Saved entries
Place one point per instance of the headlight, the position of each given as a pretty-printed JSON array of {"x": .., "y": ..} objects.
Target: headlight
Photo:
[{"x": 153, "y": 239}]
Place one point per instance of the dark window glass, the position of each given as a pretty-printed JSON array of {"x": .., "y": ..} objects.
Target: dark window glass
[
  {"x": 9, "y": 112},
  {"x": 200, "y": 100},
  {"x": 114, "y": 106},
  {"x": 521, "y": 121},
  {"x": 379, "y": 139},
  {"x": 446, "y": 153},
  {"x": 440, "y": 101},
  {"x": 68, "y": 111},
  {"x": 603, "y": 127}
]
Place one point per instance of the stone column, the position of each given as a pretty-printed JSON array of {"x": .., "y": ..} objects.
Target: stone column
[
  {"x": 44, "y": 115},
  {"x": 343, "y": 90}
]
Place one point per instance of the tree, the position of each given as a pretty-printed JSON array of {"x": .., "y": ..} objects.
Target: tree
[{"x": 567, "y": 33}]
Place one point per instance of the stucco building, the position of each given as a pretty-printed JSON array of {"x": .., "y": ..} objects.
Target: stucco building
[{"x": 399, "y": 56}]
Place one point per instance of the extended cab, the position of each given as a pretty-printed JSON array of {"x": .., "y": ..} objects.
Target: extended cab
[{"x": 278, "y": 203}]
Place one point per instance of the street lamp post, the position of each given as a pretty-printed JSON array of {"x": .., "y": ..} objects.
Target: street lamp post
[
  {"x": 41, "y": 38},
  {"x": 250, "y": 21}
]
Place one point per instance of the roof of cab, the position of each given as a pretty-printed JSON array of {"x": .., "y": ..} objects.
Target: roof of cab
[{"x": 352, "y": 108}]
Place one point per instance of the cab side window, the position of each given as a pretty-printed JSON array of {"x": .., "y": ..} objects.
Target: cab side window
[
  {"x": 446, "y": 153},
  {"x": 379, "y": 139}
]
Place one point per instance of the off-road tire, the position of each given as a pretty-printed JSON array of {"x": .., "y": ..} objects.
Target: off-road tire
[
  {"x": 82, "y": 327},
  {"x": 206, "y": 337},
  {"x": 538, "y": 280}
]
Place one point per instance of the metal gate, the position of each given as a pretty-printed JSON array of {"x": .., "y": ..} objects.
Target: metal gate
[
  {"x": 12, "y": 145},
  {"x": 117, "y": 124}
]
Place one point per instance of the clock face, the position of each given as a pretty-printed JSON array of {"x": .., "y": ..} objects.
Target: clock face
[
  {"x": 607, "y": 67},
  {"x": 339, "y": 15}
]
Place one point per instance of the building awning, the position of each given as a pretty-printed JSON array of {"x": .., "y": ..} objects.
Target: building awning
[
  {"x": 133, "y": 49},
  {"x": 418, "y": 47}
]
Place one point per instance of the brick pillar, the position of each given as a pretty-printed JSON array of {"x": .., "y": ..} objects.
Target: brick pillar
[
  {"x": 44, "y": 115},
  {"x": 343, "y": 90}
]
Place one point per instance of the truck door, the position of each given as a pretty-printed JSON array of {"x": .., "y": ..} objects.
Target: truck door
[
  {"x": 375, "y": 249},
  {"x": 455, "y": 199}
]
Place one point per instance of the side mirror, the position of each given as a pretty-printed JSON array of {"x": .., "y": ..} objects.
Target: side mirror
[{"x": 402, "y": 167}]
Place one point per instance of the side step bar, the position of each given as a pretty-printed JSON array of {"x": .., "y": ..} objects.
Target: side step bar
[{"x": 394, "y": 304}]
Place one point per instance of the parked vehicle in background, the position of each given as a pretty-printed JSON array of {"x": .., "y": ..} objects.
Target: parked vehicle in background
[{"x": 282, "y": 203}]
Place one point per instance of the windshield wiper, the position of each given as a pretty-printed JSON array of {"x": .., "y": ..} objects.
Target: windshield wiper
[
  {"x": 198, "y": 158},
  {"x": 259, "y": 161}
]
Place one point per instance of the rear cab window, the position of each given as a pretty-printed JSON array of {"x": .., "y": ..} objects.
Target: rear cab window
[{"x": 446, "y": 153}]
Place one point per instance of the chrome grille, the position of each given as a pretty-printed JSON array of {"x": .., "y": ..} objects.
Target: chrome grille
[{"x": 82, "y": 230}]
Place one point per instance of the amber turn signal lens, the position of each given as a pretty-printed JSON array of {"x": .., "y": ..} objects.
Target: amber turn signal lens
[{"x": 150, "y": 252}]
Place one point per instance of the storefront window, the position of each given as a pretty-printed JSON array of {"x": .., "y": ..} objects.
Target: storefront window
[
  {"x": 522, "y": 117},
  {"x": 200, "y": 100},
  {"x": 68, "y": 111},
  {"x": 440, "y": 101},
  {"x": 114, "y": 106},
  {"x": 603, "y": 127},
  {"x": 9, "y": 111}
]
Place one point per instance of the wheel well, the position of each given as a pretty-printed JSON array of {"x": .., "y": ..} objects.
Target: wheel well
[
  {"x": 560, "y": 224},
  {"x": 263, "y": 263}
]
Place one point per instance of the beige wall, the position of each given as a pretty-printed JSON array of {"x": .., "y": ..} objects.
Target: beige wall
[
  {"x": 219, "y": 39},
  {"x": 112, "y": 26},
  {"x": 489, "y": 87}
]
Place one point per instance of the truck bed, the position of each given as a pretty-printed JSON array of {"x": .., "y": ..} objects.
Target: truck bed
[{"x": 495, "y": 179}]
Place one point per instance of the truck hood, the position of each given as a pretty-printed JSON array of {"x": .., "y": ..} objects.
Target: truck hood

ASSIGNMENT: Go through the entries above and copy each line holding the string "headlight".

OUTPUT OF THE TASK:
Place one point per instance of the headlight, the position of each given as a pretty-printed JSON array of {"x": .., "y": ..} objects.
Target: headlight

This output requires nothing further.